Aufgaben>
1. Schreibe aus dem vorliegenden Text alle Sätze heraus, in denen das Wort „Täter“ vorkommt.
2. Gib den Abschnitt des vorliegenden Textes von „Die bis heute“ bis einschließlich „kann nicht hingenommen werden.“ wortgetreu wieder.

Vorliegender Text>
........
Die Täter haben vorher mit dem Leben abgeschlossen, der Entschluss ist der von Rächern in eigener Sache, die zu wissen glauben, was sie tun. Ihr "warum" ist nicht rätselhaft. Der letzte Akt ihres Lebens soll möglichst viele Opfer kosten. Wie in den medialen Vorbildern wird die Tat umso spektakulärer, je mehr Opfer es gibt, und dafür genügt die reine Zahl, ohne dass irgendeine Beziehung nötig wäre. In diesem Sinne handelt es sich auch nicht um einen "Selbstmordanschlag".

Es gibt kein politisches oder ideologisches Motiv, sondern nur die Verknüpfung von persönlicher Kränkung mit den Mustern des Tötens, die abgerufen werden können, wenn der Entschluss zur Tat gefasst ist. Die Opfer werden nicht für irgendein höheres Ziel in Kauf genommen, sondern sie sind der Blutzoll für das persönliche Scheitern. Das setzt voraus, dass moralische Standards, die Hemmungen vorschreiben, ausgeschaltet werden können oder nie vorhanden waren.

Kinder und Jugendliche können sich heute problemlos Gewaltdarstellungen aller Art verschaffen. Vor allem die männlichen Jugendlichen sind mit den Mustern der realen Taten vertraut und reagieren darauf keineswegs überrascht, weil massakrierendes Töten nicht nur ständig zu sehen ist, sondern der Konsum dieser Videos zugleich eine Art Mutprobe darstellt. Es gehört zur Freiheitserfahrung heutiger Jugendlicher, sich diese Darstellungen anschauen zu können. Zwischen dem Spiel und der Wirklichkeit bestehen keine scharfen Grenzen, schon weil die Spiele selbst über keine moralischen Schwellen mehr verfügen.

Die bis heute bekannten Täter haben noch eine andere Gemeinsamkeit, sie sind nicht auffällig, weil niemand wirklich auf sie achtet. In Littleton haben die Täter mehrfach angekündigt, was sie vorhatten, ohne dass sie ernst genommen worden wären. In Erfurt hat der Täter erfolgreich verschleiern können, dass er nicht mehr das Gymnasium besucht. Der Entschluss zur Tat reift in einem geschlossenen Gedankenkreis, der sich nicht mitteilt, ohne dass irgend jemand bemerken würde, was in dem Kopf vor sich geht. Es sind vor allem diese einsamen Entschlüsse, die ratlos machen. Jede neue Tat erhöht die Wahrscheinlichkeit von Folgetaten, Prävention scheint angesichts der verdeckten Spezifik der Auslöser kaum möglich. Aber genau das kann nicht hingenommen werden.
........
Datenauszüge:
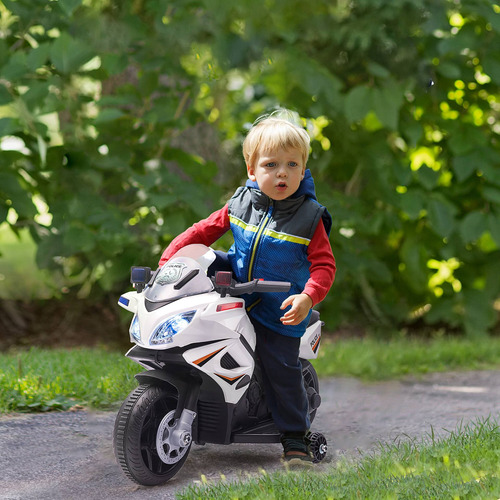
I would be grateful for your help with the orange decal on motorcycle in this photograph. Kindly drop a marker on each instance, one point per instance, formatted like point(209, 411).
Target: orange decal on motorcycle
point(201, 361)
point(230, 380)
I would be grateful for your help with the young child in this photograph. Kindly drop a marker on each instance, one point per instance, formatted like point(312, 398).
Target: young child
point(280, 234)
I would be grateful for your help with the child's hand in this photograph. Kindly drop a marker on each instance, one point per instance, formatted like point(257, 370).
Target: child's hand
point(301, 304)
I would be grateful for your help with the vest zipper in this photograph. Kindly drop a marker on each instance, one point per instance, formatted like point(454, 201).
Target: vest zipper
point(263, 226)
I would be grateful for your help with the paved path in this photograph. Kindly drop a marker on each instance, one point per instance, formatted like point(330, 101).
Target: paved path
point(69, 455)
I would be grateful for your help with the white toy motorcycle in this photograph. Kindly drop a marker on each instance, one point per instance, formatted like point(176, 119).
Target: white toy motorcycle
point(202, 382)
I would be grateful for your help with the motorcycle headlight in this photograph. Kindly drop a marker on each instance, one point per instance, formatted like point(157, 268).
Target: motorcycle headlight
point(164, 333)
point(135, 330)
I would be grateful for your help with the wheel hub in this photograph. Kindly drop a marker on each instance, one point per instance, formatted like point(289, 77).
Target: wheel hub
point(173, 437)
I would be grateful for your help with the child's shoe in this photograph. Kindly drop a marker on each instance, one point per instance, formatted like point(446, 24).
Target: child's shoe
point(295, 450)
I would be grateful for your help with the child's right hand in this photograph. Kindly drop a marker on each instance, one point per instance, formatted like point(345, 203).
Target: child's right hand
point(301, 305)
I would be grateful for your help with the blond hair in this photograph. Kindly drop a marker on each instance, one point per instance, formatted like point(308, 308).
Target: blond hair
point(278, 130)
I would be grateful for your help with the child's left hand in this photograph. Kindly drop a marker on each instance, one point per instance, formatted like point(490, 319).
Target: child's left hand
point(301, 304)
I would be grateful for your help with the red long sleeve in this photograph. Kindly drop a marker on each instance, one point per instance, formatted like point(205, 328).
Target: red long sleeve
point(323, 267)
point(205, 232)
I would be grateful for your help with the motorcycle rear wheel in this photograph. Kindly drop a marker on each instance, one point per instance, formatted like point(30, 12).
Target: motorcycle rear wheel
point(135, 431)
point(311, 382)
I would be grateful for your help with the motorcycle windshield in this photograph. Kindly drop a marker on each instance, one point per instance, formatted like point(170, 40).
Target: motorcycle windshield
point(183, 275)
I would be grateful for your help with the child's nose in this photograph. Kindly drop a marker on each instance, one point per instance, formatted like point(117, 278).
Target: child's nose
point(282, 172)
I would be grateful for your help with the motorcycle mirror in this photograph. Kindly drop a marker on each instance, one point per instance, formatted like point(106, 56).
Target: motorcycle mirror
point(223, 278)
point(139, 276)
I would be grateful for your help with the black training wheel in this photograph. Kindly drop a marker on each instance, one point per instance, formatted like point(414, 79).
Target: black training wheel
point(318, 446)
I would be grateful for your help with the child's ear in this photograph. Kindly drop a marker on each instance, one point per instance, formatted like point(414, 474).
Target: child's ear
point(251, 172)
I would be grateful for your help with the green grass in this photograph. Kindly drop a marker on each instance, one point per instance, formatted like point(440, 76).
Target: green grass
point(43, 380)
point(463, 465)
point(373, 359)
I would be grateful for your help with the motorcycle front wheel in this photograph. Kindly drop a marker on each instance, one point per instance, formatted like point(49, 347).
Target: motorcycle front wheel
point(135, 436)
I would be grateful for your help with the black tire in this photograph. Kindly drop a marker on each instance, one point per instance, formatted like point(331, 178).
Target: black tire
point(317, 446)
point(311, 384)
point(134, 436)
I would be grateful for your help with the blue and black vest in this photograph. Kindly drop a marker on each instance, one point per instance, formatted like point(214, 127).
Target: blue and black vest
point(270, 242)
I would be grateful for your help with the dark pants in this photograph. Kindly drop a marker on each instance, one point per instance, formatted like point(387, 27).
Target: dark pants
point(282, 379)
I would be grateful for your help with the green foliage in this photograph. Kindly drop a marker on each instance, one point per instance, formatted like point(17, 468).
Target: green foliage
point(463, 464)
point(128, 118)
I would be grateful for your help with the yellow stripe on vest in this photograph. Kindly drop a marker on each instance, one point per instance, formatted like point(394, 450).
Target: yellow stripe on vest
point(242, 224)
point(287, 237)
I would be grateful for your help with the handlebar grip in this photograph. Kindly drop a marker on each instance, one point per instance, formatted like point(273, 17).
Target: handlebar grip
point(259, 286)
point(273, 286)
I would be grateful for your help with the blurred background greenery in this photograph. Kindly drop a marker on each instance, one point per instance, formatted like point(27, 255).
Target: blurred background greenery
point(121, 124)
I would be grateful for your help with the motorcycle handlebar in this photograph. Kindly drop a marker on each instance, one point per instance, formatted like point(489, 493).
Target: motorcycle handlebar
point(259, 286)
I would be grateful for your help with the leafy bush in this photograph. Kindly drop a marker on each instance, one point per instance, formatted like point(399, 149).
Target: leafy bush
point(122, 122)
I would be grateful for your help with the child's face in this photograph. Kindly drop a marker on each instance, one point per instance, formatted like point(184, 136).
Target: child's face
point(278, 173)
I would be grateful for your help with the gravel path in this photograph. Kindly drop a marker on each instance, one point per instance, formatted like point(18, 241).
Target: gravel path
point(69, 455)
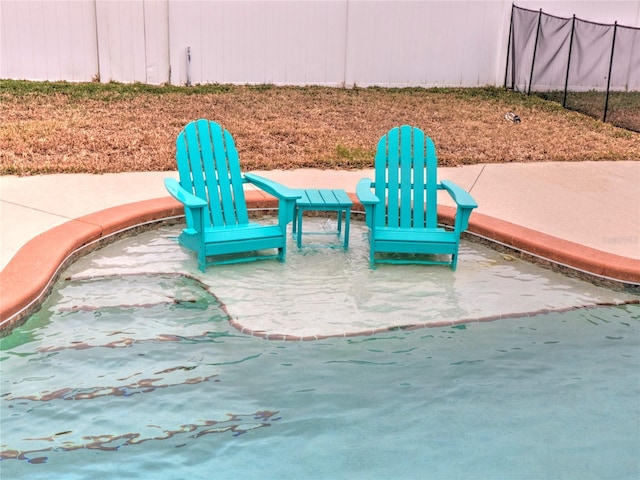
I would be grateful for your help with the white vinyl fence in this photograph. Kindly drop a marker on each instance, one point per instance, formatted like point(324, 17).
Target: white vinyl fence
point(283, 42)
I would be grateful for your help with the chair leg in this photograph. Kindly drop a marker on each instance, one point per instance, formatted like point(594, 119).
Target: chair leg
point(202, 261)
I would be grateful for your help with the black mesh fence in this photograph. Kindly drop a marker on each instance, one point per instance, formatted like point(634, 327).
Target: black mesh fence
point(590, 67)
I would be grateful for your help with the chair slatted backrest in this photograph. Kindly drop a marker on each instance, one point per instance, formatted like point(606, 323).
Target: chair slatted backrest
point(406, 176)
point(209, 167)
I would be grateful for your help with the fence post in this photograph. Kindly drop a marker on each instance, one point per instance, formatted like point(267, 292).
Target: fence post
point(613, 46)
point(566, 80)
point(535, 47)
point(509, 47)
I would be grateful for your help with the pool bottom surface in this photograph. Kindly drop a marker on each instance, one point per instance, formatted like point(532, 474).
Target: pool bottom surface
point(320, 291)
point(179, 393)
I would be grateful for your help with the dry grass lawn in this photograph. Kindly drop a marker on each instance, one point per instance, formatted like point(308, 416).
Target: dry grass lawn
point(64, 128)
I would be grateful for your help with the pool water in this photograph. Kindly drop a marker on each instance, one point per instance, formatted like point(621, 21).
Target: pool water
point(135, 372)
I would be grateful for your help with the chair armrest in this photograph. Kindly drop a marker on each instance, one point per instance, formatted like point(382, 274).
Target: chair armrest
point(459, 195)
point(273, 188)
point(364, 193)
point(188, 199)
........
Lösungen>
1.
- Die Täter haben vorher mit dem Leben abgeschlossen, der Entschluss ist der von Rächern in eigener Sache, die zu wissen glauben, was sie tun.
- Die bis heute bekannten Täter haben noch eine andere Gemeinsamkeit, sie sind nicht auffällig, weil niemand wirklich auf sie achtet.
- In Littleton haben die Täter mehrfach angekündigt, was sie vorhatten, ohne dass sie ernst genommen worden wären.
- In Erfurt hat der Täter erfolgreich verschleiern können, dass er nicht mehr das Gymnasium besucht.

2.
Die bis heute bekannten Täter haben noch eine andere Gemeinsamkeit, sie sind nicht auffällig, weil niemand wirklich auf sie achtet. In Littleton haben die Täter mehrfach angekündigt, was sie vorhatten, ohne dass sie ernst genommen worden wären. In Erfurt hat der Täter erfolgreich verschleiern können, dass er nicht mehr das Gymnasium besucht. Der Entschluss zur Tat reift in einem geschlossenen Gedankenkreis, der sich nicht mitteilt, ohne dass irgend jemand bemerken würde, was in dem Kopf vor sich geht. Es sind vor allem diese einsamen Entschlüsse, die ratlos machen. Jede neue Tat erhöht die Wahrscheinlichkeit von Folgetaten, Prävention scheint angesichts der verdeckten Spezifik der Auslöser kaum möglich. Aber genau das kann nicht hingenommen werden.